-------- INPUT DATA --------
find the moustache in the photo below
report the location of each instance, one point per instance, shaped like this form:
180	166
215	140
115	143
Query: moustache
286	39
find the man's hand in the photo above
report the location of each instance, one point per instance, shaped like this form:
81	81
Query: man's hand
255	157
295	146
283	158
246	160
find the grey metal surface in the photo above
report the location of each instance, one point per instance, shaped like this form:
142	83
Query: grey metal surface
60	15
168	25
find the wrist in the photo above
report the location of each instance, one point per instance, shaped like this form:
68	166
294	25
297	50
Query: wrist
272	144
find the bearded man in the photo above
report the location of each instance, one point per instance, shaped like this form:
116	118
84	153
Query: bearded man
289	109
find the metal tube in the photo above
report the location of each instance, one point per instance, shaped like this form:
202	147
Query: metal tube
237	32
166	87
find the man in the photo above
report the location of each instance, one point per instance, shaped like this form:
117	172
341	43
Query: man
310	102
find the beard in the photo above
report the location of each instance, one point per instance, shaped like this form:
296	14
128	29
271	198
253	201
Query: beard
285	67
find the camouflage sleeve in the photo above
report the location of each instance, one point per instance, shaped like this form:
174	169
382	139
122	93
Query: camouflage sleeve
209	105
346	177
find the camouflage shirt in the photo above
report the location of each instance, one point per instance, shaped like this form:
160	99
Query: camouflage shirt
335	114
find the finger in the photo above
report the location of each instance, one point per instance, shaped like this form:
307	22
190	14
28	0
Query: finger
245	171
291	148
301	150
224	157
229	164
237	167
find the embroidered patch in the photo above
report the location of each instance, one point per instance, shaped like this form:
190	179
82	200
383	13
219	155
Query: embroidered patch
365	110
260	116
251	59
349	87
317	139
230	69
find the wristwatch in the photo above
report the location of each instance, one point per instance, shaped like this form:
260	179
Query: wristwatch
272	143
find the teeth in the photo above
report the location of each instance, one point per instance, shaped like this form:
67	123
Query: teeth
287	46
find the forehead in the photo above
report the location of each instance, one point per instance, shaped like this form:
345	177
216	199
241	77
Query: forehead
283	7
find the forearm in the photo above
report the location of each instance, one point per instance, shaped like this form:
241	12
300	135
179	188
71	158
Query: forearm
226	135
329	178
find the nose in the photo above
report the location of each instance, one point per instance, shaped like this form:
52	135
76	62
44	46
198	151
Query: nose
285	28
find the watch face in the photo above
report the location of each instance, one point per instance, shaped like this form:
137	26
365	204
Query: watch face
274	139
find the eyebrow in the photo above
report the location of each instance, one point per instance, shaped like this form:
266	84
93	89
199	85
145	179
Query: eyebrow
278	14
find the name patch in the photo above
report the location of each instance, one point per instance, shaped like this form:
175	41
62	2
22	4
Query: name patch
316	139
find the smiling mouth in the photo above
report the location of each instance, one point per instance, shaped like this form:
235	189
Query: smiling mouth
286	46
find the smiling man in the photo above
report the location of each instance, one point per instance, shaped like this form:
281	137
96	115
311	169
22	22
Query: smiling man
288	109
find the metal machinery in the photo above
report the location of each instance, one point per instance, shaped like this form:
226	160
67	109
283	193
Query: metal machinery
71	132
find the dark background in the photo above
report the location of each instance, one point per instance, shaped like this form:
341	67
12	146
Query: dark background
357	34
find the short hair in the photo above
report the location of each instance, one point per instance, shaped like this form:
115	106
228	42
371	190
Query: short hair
--------
• PROBLEM DESCRIPTION
State how many lines in the records above contain the word "short". Give nothing but the number.

• ANSWER BOX
2